> What is expected
From the data below, set down exactly the lines between the one holding "The function MUST return, for every instance of the black rubber" and the one holding "snow bank, a", inclusive, and no others.

> Exercise input
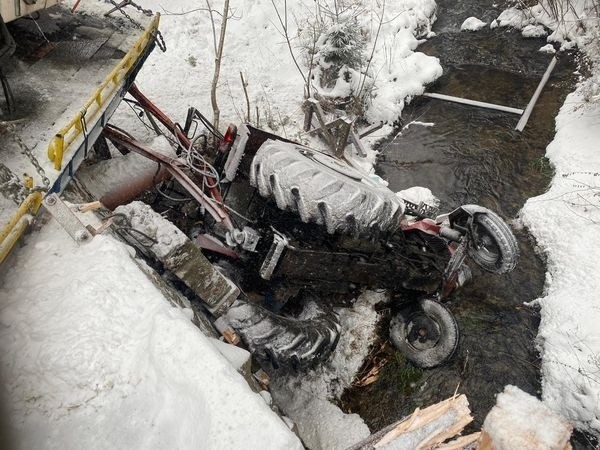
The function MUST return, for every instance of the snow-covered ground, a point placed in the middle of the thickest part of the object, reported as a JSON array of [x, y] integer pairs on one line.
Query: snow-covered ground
[[566, 224], [92, 354]]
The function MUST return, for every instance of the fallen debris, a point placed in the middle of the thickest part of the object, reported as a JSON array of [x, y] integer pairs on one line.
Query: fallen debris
[[424, 428], [179, 254]]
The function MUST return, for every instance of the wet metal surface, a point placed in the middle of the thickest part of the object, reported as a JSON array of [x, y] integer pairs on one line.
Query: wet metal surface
[[473, 155]]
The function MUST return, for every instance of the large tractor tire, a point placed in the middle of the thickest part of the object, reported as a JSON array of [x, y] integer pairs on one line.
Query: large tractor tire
[[285, 341], [323, 190]]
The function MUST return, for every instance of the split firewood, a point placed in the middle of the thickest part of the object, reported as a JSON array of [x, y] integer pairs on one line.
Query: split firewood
[[424, 429]]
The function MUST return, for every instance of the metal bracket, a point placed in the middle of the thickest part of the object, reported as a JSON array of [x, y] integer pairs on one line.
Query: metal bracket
[[67, 219], [268, 266]]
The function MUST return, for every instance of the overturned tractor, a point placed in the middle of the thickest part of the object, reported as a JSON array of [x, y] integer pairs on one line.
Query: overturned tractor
[[288, 223]]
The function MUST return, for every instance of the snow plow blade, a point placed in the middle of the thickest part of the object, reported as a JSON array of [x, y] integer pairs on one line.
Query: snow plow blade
[[71, 144]]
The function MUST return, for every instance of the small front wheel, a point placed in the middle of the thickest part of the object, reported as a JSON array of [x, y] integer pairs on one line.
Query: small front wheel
[[492, 245], [426, 333]]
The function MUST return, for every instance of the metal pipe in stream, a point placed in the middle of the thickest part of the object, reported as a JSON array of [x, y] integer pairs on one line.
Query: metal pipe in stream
[[525, 117]]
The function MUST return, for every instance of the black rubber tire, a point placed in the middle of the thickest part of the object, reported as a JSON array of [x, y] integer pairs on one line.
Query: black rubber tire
[[426, 353], [289, 342], [494, 248]]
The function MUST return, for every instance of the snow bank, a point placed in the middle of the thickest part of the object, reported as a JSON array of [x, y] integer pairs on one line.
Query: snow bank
[[472, 24], [254, 45], [93, 356], [520, 420], [566, 224], [576, 27]]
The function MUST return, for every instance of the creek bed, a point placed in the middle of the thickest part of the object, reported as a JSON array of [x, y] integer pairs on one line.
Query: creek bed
[[473, 155]]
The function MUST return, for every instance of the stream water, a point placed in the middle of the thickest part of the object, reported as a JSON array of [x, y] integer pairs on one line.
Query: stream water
[[473, 155]]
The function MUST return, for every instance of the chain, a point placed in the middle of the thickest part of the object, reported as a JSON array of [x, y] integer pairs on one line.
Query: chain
[[160, 40], [34, 162]]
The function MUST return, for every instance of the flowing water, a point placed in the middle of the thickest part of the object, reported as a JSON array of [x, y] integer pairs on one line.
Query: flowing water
[[473, 155]]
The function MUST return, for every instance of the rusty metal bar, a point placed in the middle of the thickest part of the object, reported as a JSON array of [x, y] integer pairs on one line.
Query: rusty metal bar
[[174, 167], [151, 108]]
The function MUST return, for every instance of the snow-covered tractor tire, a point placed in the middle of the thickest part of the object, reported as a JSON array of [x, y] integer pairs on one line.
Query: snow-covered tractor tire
[[493, 247], [426, 333], [285, 341], [323, 190]]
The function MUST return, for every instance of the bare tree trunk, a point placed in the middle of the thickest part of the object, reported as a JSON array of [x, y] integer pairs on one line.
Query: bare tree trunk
[[218, 57]]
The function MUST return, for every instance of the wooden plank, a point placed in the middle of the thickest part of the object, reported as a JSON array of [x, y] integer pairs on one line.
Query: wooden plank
[[425, 428], [328, 127], [525, 117], [479, 104]]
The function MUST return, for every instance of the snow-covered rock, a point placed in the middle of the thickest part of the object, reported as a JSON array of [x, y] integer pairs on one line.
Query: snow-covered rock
[[472, 24], [534, 31], [548, 48]]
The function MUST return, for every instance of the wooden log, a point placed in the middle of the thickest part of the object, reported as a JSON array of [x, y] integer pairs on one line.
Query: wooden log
[[424, 428], [479, 104], [360, 148], [521, 421], [525, 117], [461, 443]]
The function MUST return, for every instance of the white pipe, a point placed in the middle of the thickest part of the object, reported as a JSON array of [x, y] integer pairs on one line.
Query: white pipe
[[525, 117], [473, 103]]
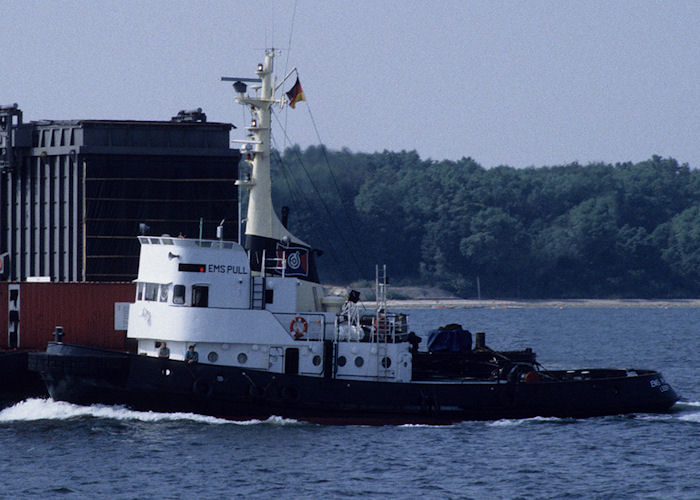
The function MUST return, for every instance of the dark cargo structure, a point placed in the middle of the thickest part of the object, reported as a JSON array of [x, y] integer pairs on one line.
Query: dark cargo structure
[[74, 194], [92, 314]]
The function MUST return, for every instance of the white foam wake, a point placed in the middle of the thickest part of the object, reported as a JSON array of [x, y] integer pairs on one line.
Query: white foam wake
[[48, 409]]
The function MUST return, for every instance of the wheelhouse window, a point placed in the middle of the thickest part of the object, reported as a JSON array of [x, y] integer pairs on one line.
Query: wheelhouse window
[[179, 294], [200, 296]]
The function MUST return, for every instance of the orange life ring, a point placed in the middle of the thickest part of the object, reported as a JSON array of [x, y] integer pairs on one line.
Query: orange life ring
[[381, 326], [298, 327]]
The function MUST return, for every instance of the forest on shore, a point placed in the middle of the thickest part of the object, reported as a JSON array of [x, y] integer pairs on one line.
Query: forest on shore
[[628, 230]]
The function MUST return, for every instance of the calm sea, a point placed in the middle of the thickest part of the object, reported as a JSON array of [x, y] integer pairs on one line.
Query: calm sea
[[57, 450]]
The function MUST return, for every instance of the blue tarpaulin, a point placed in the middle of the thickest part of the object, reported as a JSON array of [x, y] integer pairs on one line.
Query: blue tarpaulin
[[450, 338]]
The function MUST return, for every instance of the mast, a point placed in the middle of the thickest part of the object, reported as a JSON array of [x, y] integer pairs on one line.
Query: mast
[[264, 231]]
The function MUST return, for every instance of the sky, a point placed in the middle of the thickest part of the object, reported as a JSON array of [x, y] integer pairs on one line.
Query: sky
[[518, 83]]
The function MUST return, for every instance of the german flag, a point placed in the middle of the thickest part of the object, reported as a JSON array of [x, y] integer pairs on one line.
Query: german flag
[[296, 94]]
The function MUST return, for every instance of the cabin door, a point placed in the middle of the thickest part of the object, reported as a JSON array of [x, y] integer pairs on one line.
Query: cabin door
[[291, 361]]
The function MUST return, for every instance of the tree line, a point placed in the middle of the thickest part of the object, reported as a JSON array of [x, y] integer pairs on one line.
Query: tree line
[[598, 230]]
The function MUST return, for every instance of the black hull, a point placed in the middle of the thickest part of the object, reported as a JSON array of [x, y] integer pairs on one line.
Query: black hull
[[86, 376], [16, 381]]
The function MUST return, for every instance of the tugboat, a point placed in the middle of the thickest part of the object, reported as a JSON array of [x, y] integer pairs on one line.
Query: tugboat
[[245, 332]]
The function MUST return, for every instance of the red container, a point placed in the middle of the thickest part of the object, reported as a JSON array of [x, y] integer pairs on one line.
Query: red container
[[86, 311]]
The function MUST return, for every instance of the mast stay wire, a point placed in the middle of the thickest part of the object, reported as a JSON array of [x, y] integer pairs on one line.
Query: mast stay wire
[[293, 186], [286, 62], [320, 198], [335, 181]]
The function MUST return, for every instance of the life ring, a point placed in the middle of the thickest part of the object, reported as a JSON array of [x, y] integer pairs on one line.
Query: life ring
[[381, 325], [203, 386], [298, 327]]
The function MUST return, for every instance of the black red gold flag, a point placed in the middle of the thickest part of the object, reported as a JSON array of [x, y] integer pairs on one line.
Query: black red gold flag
[[296, 94]]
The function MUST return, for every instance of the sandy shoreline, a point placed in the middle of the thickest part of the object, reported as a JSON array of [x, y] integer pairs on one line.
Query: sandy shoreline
[[552, 303]]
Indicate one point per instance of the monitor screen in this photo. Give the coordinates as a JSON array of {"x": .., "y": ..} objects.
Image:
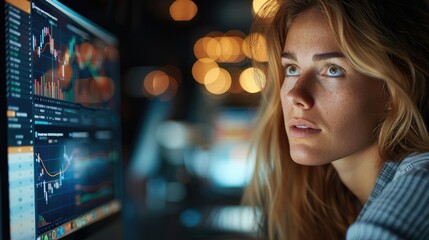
[{"x": 62, "y": 120}]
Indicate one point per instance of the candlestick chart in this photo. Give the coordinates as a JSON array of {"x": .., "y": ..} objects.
[
  {"x": 69, "y": 64},
  {"x": 70, "y": 180}
]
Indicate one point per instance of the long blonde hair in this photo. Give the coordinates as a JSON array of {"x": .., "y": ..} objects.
[{"x": 386, "y": 40}]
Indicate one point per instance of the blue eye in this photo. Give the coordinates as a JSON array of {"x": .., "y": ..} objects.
[
  {"x": 334, "y": 71},
  {"x": 292, "y": 70}
]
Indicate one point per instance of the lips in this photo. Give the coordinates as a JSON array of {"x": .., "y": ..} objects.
[{"x": 300, "y": 128}]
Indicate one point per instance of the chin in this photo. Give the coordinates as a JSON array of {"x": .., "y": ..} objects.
[{"x": 308, "y": 158}]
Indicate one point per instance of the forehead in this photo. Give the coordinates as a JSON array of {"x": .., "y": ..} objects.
[{"x": 310, "y": 31}]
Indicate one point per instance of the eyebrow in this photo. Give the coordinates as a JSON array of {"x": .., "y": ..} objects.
[{"x": 316, "y": 57}]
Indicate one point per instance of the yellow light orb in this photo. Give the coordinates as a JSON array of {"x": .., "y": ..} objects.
[
  {"x": 156, "y": 82},
  {"x": 252, "y": 80},
  {"x": 217, "y": 81},
  {"x": 183, "y": 10},
  {"x": 201, "y": 67}
]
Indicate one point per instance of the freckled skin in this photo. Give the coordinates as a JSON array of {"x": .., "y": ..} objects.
[{"x": 346, "y": 109}]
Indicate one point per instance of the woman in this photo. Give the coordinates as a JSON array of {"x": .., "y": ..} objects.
[{"x": 342, "y": 142}]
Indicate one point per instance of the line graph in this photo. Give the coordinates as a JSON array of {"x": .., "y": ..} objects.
[
  {"x": 50, "y": 185},
  {"x": 71, "y": 178},
  {"x": 69, "y": 66}
]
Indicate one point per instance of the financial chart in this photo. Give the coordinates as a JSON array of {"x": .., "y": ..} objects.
[{"x": 63, "y": 110}]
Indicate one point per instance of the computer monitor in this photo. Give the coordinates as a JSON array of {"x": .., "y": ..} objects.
[{"x": 60, "y": 121}]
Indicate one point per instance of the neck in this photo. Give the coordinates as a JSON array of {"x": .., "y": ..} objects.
[{"x": 359, "y": 171}]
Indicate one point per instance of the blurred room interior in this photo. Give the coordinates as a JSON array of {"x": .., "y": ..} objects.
[{"x": 188, "y": 103}]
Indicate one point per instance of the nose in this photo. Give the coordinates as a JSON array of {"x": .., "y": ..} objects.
[{"x": 299, "y": 93}]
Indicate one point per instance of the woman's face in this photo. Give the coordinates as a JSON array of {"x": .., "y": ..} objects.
[{"x": 330, "y": 109}]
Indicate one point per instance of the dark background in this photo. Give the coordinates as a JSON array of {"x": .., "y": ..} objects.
[{"x": 149, "y": 37}]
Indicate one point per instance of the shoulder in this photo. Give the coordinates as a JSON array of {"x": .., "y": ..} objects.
[{"x": 400, "y": 211}]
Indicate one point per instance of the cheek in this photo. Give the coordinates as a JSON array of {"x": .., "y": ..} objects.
[{"x": 355, "y": 117}]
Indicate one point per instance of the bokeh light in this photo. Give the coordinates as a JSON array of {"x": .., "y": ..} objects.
[
  {"x": 257, "y": 5},
  {"x": 217, "y": 81},
  {"x": 156, "y": 82},
  {"x": 201, "y": 67},
  {"x": 252, "y": 80},
  {"x": 183, "y": 10}
]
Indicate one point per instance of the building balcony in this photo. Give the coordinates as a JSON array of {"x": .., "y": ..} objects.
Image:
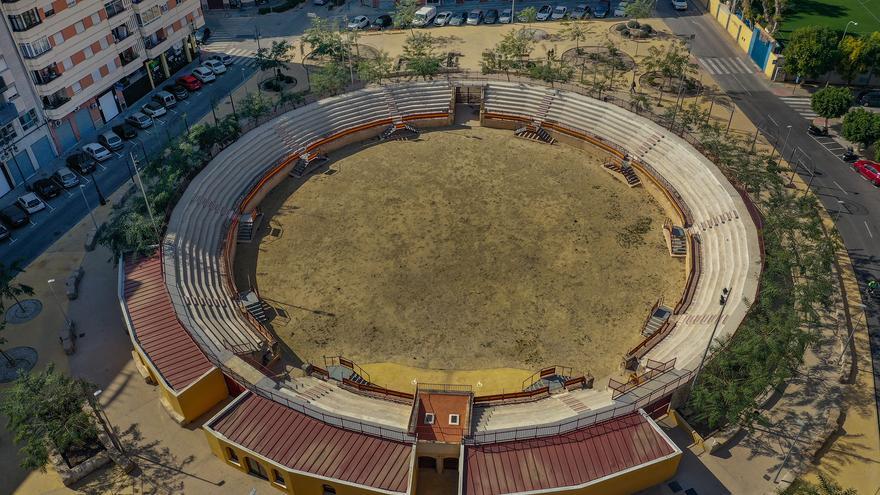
[{"x": 55, "y": 101}]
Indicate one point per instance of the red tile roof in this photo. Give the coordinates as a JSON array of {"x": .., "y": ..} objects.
[
  {"x": 302, "y": 443},
  {"x": 168, "y": 345},
  {"x": 566, "y": 460}
]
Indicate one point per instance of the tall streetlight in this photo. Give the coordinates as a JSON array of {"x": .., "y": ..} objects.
[
  {"x": 82, "y": 190},
  {"x": 854, "y": 23},
  {"x": 51, "y": 283},
  {"x": 725, "y": 295}
]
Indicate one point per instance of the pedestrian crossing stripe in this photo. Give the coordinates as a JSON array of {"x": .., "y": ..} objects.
[
  {"x": 730, "y": 65},
  {"x": 801, "y": 105}
]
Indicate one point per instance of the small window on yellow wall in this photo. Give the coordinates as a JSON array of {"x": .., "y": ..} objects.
[
  {"x": 278, "y": 479},
  {"x": 256, "y": 469}
]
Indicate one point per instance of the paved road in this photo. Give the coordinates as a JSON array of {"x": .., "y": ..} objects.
[
  {"x": 853, "y": 202},
  {"x": 70, "y": 207}
]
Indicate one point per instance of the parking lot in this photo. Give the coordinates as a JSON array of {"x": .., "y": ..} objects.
[{"x": 73, "y": 204}]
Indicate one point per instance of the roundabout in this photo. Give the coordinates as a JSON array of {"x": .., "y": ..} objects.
[{"x": 230, "y": 351}]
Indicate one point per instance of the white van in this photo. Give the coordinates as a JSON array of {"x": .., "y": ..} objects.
[{"x": 424, "y": 16}]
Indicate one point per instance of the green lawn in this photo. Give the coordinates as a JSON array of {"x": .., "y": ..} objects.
[{"x": 832, "y": 13}]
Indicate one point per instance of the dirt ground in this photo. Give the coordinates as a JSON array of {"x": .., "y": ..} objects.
[{"x": 465, "y": 249}]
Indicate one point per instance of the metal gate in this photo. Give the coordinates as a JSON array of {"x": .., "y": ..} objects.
[{"x": 761, "y": 47}]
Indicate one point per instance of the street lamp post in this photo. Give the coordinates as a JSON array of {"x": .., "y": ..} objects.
[
  {"x": 725, "y": 295},
  {"x": 51, "y": 283},
  {"x": 82, "y": 190}
]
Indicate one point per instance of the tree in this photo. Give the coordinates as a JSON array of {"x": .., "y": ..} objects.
[
  {"x": 811, "y": 51},
  {"x": 324, "y": 40},
  {"x": 831, "y": 102},
  {"x": 275, "y": 57},
  {"x": 639, "y": 9},
  {"x": 861, "y": 126},
  {"x": 420, "y": 57},
  {"x": 45, "y": 411},
  {"x": 10, "y": 289},
  {"x": 576, "y": 31},
  {"x": 404, "y": 13},
  {"x": 376, "y": 69},
  {"x": 330, "y": 79},
  {"x": 254, "y": 106}
]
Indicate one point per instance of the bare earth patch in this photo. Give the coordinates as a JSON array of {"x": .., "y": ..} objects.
[{"x": 466, "y": 249}]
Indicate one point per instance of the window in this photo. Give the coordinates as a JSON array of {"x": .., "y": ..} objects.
[
  {"x": 28, "y": 119},
  {"x": 255, "y": 468},
  {"x": 25, "y": 20},
  {"x": 277, "y": 478}
]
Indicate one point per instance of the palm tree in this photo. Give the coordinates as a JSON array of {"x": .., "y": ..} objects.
[{"x": 10, "y": 290}]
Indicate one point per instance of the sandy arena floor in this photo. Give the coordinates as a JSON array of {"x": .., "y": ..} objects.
[{"x": 465, "y": 249}]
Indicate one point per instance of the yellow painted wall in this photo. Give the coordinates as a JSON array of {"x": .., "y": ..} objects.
[{"x": 295, "y": 483}]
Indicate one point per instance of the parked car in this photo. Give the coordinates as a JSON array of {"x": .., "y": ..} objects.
[
  {"x": 475, "y": 17},
  {"x": 869, "y": 171},
  {"x": 544, "y": 12},
  {"x": 110, "y": 141},
  {"x": 381, "y": 22},
  {"x": 222, "y": 58},
  {"x": 139, "y": 120},
  {"x": 458, "y": 19},
  {"x": 424, "y": 16},
  {"x": 817, "y": 131},
  {"x": 80, "y": 162},
  {"x": 442, "y": 18},
  {"x": 153, "y": 110},
  {"x": 204, "y": 75},
  {"x": 46, "y": 188},
  {"x": 190, "y": 82},
  {"x": 559, "y": 13},
  {"x": 14, "y": 216},
  {"x": 359, "y": 22},
  {"x": 870, "y": 99},
  {"x": 97, "y": 152},
  {"x": 215, "y": 66},
  {"x": 65, "y": 178},
  {"x": 125, "y": 131},
  {"x": 30, "y": 203},
  {"x": 165, "y": 99},
  {"x": 580, "y": 12}
]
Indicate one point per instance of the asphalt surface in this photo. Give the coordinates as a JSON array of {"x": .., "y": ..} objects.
[
  {"x": 852, "y": 201},
  {"x": 70, "y": 207}
]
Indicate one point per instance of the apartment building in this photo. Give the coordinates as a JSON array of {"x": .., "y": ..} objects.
[
  {"x": 88, "y": 60},
  {"x": 24, "y": 137}
]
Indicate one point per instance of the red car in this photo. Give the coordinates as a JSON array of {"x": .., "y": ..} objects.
[
  {"x": 868, "y": 170},
  {"x": 189, "y": 82}
]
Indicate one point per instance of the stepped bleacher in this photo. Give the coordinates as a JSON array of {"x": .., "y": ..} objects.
[{"x": 198, "y": 281}]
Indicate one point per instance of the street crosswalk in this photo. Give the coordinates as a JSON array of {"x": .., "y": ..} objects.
[
  {"x": 727, "y": 65},
  {"x": 801, "y": 105},
  {"x": 246, "y": 57}
]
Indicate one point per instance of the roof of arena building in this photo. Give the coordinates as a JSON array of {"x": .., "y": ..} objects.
[
  {"x": 301, "y": 443},
  {"x": 568, "y": 460}
]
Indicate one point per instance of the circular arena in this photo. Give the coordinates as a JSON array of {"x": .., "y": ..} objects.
[{"x": 329, "y": 426}]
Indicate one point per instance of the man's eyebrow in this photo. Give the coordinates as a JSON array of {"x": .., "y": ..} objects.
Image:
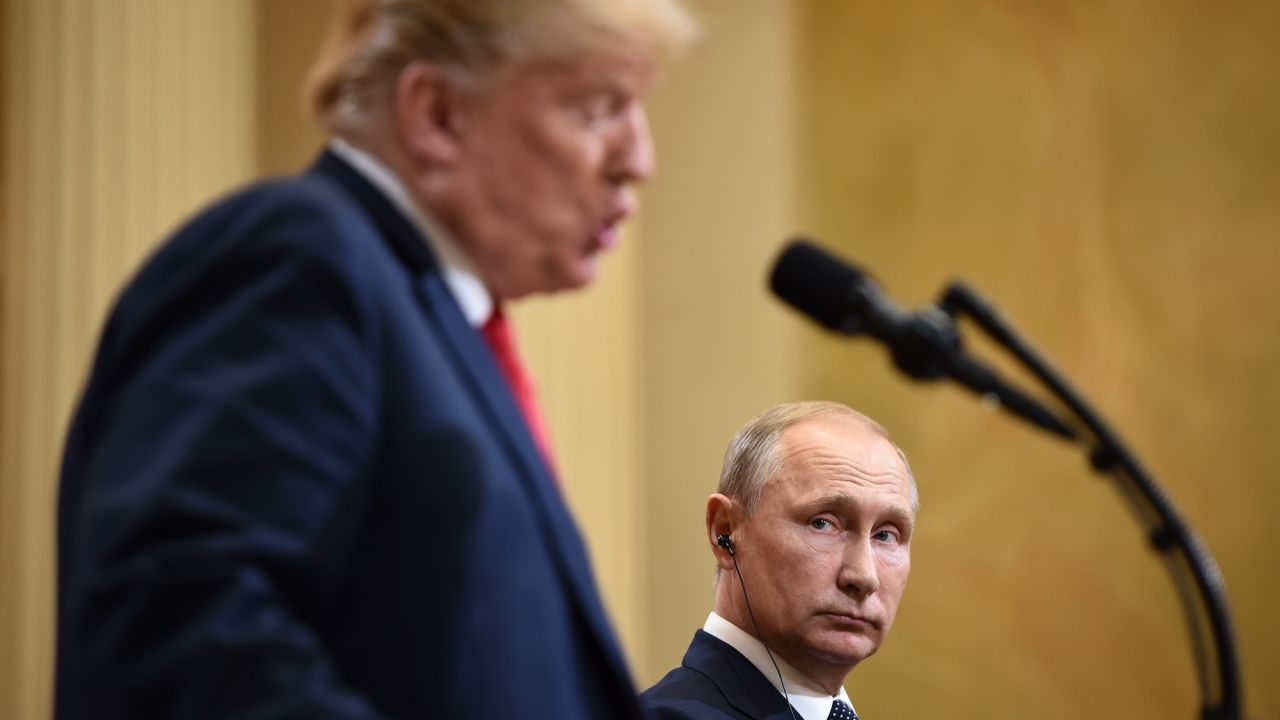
[{"x": 894, "y": 513}]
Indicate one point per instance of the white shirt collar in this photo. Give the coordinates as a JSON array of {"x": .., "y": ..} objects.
[
  {"x": 810, "y": 702},
  {"x": 460, "y": 273}
]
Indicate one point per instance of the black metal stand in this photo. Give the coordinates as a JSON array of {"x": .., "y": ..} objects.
[{"x": 1196, "y": 575}]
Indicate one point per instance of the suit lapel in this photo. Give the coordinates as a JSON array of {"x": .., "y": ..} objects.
[
  {"x": 474, "y": 361},
  {"x": 744, "y": 687}
]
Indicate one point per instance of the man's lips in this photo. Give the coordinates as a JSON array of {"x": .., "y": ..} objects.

> Written solution
The function MUST return, for every instance of the black rubber tire, a point placed in the middle of the thickest part of the object, reported as a JSON array of [x, y] integer pairs on one line.
Query: black rubber tire
[[426, 353], [289, 342], [494, 248]]
The function MUST return, for every instance of the snow bank, a point placed in the middle of the thickest part of the object, reported as a JSON array of [x, y] integer pairs on one line.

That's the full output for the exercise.